▸ **What you should do**
Please find each line in the items below that contains the word "grass", and copy every such line in full.

** START Data provided **

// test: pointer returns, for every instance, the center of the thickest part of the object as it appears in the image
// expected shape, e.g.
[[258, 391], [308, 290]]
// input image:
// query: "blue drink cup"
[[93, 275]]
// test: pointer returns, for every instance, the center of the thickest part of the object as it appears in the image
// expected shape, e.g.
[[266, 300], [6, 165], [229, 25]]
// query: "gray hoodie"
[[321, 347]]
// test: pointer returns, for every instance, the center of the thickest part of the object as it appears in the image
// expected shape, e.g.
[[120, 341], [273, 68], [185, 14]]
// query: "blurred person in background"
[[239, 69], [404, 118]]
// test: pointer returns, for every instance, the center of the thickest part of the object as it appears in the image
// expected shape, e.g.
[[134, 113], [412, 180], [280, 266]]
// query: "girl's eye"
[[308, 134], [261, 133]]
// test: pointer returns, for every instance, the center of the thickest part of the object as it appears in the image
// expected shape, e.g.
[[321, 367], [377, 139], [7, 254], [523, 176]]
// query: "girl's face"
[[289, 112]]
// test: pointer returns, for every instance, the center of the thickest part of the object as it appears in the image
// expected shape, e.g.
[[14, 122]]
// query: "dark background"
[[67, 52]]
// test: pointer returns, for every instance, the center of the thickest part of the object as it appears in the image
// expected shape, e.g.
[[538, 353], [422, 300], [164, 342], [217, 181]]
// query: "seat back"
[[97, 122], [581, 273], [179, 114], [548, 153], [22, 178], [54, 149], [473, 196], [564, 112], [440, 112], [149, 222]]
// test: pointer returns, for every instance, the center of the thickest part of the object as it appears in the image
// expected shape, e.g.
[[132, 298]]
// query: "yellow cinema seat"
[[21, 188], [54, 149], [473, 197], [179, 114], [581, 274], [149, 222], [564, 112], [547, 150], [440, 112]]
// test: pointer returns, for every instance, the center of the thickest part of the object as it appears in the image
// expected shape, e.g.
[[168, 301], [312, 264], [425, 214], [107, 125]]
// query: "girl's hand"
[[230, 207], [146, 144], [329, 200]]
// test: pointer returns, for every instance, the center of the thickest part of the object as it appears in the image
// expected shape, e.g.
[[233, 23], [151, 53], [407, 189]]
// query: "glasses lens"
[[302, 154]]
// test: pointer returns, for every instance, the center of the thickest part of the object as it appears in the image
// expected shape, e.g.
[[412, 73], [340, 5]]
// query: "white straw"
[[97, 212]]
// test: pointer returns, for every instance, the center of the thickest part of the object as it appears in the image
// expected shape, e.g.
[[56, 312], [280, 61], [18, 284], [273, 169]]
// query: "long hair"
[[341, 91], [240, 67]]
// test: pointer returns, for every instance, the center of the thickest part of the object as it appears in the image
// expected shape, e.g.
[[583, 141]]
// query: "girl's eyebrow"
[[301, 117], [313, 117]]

** END Data provided **
** START Data provided **

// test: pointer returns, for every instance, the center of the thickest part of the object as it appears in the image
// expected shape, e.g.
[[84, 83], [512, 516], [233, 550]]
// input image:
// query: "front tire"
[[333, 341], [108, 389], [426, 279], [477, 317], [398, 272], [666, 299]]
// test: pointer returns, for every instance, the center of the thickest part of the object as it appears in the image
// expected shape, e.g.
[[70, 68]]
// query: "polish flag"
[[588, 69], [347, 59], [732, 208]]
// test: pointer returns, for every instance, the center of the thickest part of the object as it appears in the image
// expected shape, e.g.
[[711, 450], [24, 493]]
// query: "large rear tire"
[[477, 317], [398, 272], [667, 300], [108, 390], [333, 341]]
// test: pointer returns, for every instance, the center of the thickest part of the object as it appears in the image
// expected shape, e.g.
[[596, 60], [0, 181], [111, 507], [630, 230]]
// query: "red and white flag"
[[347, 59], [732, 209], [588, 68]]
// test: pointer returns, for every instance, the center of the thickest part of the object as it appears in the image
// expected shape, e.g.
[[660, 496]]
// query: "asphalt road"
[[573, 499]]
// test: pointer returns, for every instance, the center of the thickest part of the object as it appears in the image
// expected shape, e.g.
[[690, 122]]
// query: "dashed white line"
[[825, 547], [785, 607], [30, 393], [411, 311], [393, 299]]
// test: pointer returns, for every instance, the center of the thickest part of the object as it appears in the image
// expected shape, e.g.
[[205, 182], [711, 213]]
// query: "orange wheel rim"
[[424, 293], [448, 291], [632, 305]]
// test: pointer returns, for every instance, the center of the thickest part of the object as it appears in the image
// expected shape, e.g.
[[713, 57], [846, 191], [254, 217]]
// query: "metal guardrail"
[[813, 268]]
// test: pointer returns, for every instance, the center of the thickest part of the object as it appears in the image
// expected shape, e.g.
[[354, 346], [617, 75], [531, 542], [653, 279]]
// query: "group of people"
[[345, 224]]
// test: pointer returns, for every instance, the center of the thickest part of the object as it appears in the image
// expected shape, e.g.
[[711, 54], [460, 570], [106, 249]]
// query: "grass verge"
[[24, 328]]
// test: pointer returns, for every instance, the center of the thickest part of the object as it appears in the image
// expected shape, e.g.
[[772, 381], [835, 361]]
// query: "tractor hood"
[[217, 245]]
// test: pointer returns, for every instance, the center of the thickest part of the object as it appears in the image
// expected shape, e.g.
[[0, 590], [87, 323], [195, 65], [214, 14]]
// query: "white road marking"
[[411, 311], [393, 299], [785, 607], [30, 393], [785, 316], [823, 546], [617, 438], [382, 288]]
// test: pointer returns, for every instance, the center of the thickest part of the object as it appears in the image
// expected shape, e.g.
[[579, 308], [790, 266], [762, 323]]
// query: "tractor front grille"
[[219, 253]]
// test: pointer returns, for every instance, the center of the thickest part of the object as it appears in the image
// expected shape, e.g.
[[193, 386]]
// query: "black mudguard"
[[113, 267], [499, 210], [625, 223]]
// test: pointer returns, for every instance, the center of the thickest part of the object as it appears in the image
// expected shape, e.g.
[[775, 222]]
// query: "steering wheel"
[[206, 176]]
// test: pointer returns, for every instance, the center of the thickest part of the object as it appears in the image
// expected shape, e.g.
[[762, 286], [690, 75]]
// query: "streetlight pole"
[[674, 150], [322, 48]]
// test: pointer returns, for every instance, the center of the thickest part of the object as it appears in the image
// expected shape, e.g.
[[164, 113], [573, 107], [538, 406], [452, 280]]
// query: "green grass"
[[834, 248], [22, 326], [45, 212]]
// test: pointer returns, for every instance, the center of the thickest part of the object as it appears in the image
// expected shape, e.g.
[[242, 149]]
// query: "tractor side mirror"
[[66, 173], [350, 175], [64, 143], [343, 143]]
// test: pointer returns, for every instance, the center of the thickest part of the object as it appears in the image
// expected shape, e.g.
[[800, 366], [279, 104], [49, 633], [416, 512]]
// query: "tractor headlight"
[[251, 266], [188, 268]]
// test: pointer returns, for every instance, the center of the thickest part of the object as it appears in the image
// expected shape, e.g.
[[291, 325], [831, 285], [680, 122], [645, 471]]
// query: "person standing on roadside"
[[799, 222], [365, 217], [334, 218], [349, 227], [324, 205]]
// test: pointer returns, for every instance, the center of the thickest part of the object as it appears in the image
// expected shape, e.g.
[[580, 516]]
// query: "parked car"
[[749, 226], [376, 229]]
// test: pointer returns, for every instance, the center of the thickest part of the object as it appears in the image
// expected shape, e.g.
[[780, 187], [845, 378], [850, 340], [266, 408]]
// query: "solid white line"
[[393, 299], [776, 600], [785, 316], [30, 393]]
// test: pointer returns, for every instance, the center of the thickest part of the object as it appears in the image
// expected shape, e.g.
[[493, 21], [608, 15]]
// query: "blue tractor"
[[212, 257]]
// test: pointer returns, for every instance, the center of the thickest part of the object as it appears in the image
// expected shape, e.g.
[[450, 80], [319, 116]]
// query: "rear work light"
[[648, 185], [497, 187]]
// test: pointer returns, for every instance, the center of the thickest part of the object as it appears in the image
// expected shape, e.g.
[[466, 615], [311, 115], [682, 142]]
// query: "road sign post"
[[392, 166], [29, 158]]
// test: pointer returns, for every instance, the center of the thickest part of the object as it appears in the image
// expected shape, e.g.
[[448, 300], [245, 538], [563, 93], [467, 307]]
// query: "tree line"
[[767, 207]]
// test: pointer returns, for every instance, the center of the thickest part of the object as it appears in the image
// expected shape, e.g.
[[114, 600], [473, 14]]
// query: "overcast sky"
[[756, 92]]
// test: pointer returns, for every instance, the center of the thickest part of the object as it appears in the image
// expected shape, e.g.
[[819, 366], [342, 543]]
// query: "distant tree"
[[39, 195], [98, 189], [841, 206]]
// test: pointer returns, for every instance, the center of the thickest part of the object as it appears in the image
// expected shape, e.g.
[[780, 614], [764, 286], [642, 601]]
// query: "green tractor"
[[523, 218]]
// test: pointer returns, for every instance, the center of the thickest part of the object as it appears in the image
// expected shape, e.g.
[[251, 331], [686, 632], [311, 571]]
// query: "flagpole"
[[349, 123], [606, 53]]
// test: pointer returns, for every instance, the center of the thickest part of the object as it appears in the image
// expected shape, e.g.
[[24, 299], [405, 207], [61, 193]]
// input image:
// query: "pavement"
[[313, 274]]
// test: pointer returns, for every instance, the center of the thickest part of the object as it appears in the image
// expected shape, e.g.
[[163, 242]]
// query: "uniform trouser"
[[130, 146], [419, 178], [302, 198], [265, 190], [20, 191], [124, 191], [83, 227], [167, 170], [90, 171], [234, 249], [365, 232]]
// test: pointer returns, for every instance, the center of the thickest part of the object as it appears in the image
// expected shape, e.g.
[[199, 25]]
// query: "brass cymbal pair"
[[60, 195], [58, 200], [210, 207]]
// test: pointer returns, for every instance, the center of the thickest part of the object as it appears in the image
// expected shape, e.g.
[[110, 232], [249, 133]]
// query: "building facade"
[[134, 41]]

** END Data provided **
** START Data provided **

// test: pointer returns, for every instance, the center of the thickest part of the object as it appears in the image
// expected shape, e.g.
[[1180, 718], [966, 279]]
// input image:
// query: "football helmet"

** END Data provided **

▸ **Exercise result**
// query: "grass verge"
// query: "green grass"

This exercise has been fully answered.